-------- RECORD EXCERPTS --------

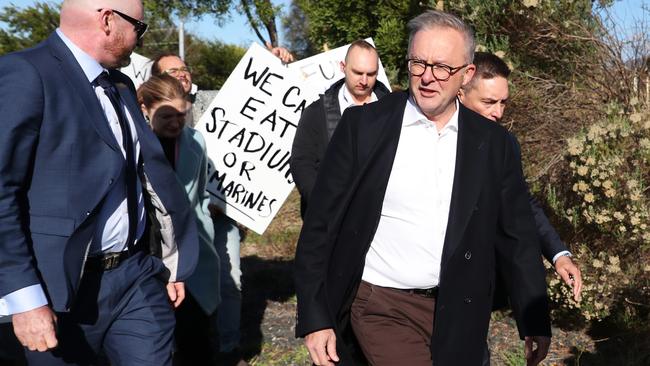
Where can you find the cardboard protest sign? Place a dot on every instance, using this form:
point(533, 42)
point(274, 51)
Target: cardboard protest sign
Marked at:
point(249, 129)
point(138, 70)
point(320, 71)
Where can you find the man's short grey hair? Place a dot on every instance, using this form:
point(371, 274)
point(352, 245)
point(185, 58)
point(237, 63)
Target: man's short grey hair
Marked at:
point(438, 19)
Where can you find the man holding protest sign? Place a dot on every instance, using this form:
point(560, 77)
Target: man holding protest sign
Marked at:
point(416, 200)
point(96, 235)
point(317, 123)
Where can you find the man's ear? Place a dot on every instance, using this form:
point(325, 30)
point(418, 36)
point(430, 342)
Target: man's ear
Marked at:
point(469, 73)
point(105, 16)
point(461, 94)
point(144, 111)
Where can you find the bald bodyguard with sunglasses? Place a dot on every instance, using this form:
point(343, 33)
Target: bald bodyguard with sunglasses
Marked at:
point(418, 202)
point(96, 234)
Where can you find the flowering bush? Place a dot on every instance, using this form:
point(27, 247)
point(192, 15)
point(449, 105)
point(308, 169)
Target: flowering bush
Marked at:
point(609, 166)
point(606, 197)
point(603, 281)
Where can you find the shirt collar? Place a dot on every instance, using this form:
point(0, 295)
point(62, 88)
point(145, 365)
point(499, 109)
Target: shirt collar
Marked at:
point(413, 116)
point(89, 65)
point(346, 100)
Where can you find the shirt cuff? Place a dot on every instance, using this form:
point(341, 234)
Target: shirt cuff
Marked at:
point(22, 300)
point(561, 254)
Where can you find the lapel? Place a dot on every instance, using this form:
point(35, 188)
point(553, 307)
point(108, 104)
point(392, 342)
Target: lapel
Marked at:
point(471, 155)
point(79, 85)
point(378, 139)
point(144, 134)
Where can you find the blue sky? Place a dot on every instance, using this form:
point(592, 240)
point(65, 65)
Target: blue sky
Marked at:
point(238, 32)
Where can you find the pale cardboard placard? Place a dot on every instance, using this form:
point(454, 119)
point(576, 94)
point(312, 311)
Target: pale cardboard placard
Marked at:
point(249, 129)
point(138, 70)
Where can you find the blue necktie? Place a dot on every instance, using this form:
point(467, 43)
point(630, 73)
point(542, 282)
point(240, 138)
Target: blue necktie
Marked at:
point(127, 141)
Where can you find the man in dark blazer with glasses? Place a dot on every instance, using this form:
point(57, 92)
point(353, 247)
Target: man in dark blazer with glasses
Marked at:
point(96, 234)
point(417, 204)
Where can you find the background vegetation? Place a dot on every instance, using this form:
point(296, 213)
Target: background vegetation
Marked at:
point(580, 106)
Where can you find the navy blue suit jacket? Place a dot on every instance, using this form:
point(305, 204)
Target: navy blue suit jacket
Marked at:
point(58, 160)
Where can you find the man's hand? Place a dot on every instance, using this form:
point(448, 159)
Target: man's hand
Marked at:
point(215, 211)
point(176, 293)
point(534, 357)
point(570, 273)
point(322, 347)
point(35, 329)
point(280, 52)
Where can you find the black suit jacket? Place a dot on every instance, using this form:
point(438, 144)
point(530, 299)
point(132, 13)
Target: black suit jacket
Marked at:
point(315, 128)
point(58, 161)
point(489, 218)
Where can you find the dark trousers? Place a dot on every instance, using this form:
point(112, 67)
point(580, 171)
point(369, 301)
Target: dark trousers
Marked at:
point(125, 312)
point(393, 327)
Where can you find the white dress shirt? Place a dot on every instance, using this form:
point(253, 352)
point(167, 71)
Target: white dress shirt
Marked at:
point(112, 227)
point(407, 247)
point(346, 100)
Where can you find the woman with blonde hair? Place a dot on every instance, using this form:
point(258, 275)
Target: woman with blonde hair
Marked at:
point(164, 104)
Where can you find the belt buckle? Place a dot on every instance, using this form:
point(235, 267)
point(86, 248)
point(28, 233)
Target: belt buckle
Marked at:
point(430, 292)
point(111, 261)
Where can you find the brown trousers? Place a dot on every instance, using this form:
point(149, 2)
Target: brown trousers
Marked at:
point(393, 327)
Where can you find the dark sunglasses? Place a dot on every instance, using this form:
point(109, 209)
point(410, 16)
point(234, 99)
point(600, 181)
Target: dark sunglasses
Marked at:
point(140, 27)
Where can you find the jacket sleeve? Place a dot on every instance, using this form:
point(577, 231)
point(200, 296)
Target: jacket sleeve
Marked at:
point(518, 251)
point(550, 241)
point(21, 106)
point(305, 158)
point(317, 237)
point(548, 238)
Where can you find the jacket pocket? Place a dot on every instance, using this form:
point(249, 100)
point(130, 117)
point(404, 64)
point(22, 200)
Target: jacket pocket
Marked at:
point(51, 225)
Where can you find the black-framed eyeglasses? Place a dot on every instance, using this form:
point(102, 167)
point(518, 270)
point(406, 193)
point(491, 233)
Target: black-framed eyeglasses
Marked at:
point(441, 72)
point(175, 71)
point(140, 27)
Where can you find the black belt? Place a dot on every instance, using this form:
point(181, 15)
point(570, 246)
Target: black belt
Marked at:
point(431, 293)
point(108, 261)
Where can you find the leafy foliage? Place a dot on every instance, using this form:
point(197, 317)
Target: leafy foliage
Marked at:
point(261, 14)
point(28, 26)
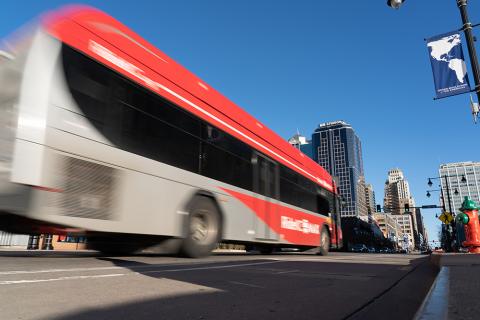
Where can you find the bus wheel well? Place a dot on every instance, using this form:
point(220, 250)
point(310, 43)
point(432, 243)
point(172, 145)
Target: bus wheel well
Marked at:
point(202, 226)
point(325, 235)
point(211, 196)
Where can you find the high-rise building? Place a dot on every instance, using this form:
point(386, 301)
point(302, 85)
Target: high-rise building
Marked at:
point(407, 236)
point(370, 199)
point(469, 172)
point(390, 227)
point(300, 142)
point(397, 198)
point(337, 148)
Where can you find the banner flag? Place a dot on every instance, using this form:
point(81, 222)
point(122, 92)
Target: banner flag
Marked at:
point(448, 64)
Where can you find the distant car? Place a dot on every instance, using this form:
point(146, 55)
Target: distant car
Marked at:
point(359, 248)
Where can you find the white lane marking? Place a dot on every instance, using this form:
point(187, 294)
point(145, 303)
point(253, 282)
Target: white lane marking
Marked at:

--------

→ **THE EXERCISE**:
Rewrite all of the entries above with "Place a dot" changed to "Put a point" wherever it occurs, keeping everything else the same. Leave the pictures out of your answer.

→ **SOLUTION TO THIS EXERCISE**:
Where can you find the cardboard protest sign? Put a point on every instance, using this form:
point(533, 42)
point(274, 51)
Target: cardboard protest sign
Marked at:
point(249, 129)
point(138, 70)
point(320, 71)
Where can you find the man's short grey hair? Put a point on every instance, using this form:
point(371, 274)
point(352, 245)
point(185, 58)
point(237, 63)
Target: man's short grey hair
Marked at:
point(438, 19)
Where can you find the man holding protest sign? Put a point on every instance, using this form:
point(560, 77)
Target: man holding protest sign
Marked at:
point(416, 200)
point(96, 235)
point(317, 123)
Where can you find the man's ear? Put a point on every instance, using this form:
point(325, 30)
point(418, 36)
point(430, 342)
Target: man's ear
Marked at:
point(469, 73)
point(105, 16)
point(461, 94)
point(144, 111)
Where can you find the bald bodyguard with sunglasses? Put a point on every instance, using this form:
point(343, 33)
Target: bald bodyguard with sunglasses
Marked at:
point(418, 202)
point(96, 234)
Where can you find the flowering bush? Put a point on every instance, using this form:
point(27, 247)
point(192, 15)
point(449, 105)
point(308, 169)
Target: flowering bush
Marked at:
point(609, 166)
point(606, 197)
point(603, 281)
Where can you find the shirt collar? Put a point on every instance, using this form:
point(0, 295)
point(62, 88)
point(145, 365)
point(499, 109)
Target: shirt collar
Marked at:
point(413, 116)
point(89, 65)
point(346, 100)
Where can you find the shirt cuff? Put a point on every instance, using this form:
point(341, 234)
Target: shirt cuff
Marked at:
point(22, 300)
point(561, 254)
Where can you find the lapel? Put a point on every instance, using this form:
point(35, 188)
point(553, 307)
point(108, 104)
point(392, 342)
Target: lapel
Marked at:
point(471, 155)
point(79, 85)
point(378, 139)
point(144, 134)
Where can you find the blue sky? Put a point on every instance, using this form:
point(592, 240)
point(65, 65)
Target: blue sky
Marked at:
point(238, 32)
Where can you find the pale cardboard placard? Put a point on every instance, using this form:
point(454, 119)
point(576, 94)
point(312, 311)
Target: pale cardboard placard
Marked at:
point(249, 129)
point(138, 70)
Where can you find the blue necktie? Put a point on every instance, using this form:
point(467, 43)
point(630, 73)
point(542, 282)
point(240, 138)
Target: blue necktie
Marked at:
point(127, 141)
Where can you find the man in dark blazer with glasses? Put a point on every instance, using this form:
point(57, 92)
point(353, 247)
Target: man in dark blazer with glasses
Marked at:
point(96, 234)
point(417, 204)
Where can you find the background vegetation? Put a point on every instance, using this form:
point(296, 213)
Target: background vegetation
Marked at:
point(580, 106)
Where can you find the navy blue suit jacket? Put a point on every instance, using this form:
point(305, 204)
Target: navy blue suit jacket
Marked at:
point(58, 160)
Where can you find the man's hand? Put a point on every instance, using this form:
point(448, 159)
Target: man's hand
Marked at:
point(215, 211)
point(176, 293)
point(534, 357)
point(570, 273)
point(322, 347)
point(35, 329)
point(280, 52)
Where can you find the black suit jacket? Put a point on every instance, using this form:
point(438, 144)
point(530, 299)
point(132, 13)
Target: black suit jacket
Marked at:
point(315, 128)
point(58, 161)
point(489, 218)
Where can you find the dark trousers? Put a point on every instance, using this form:
point(112, 67)
point(580, 171)
point(369, 301)
Target: dark trousers
Marked at:
point(125, 312)
point(393, 327)
Where can you find the white dress shirt? Put a point on every instance, using this form:
point(253, 352)
point(167, 71)
Target: white dress shirt
Marked at:
point(112, 227)
point(407, 247)
point(346, 100)
Where can you find the woman with blonde hair? Put a point on every instance, using this form:
point(258, 275)
Target: woman with blonde hair
Marked at:
point(164, 104)
Where can you find the belt buckle? Put a point on every instance, using this form:
point(235, 267)
point(86, 248)
point(28, 233)
Target: belt buckle
Marked at:
point(430, 292)
point(111, 261)
Where can you find the brown trousers? Put a point on every instance, using this form:
point(149, 2)
Target: brown trousers
Marked at:
point(393, 327)
Where can you find the dark sunglasses? Put a point on every instance, using this form:
point(109, 209)
point(410, 16)
point(234, 99)
point(600, 181)
Target: dark sunglasses
Marked at:
point(140, 27)
Where can you find the jacket sleeve? Put a point on every instance, using this form:
point(577, 231)
point(200, 296)
Target: jacket sleeve
Marked at:
point(518, 251)
point(550, 241)
point(21, 106)
point(305, 158)
point(317, 237)
point(548, 238)
Where can you find the jacket pocket? Put a point on every instance, using this form:
point(249, 100)
point(130, 117)
point(404, 64)
point(22, 200)
Target: jacket pocket
Marked at:
point(51, 225)
Where can you find the black-framed eyeglasses? Put a point on every instance, using this form:
point(102, 167)
point(518, 270)
point(406, 193)
point(491, 233)
Target: black-framed eyeglasses
Marked at:
point(441, 72)
point(175, 71)
point(140, 27)
Where can you find the black belt? Put a point on every instance, using this form:
point(181, 15)
point(570, 246)
Target: black belt
Marked at:
point(431, 293)
point(108, 261)
Where can you find the leafy foliage? Put a point on every instance, using this form:
point(197, 317)
Target: leafy foliage
Marked at:
point(261, 14)
point(28, 26)
Where can you find the bus wheel well? Put a point on every instance, using this form:
point(220, 250)
point(310, 43)
point(432, 243)
point(172, 145)
Target: bus wheel well
Marked at:
point(202, 226)
point(325, 235)
point(211, 196)
Where can you find the high-rise building? Put a point on every instance, using this form:
point(386, 301)
point(302, 85)
Target: high-rise building
Marked at:
point(407, 236)
point(370, 199)
point(469, 172)
point(390, 227)
point(300, 142)
point(397, 198)
point(337, 148)
Where can you find the banner flag? Put a point on every instance, using this form:
point(81, 222)
point(122, 92)
Target: banner flag
Marked at:
point(448, 64)
Where can you find the distant car? Put a point on every instance, using this form:
point(146, 55)
Target: distant car
Marked at:
point(359, 248)
Where can you find the white lane marking? Put a point on every instance, using this form:
point(187, 294)
point(145, 303)
point(253, 282)
Target: white lane marking
Marked at:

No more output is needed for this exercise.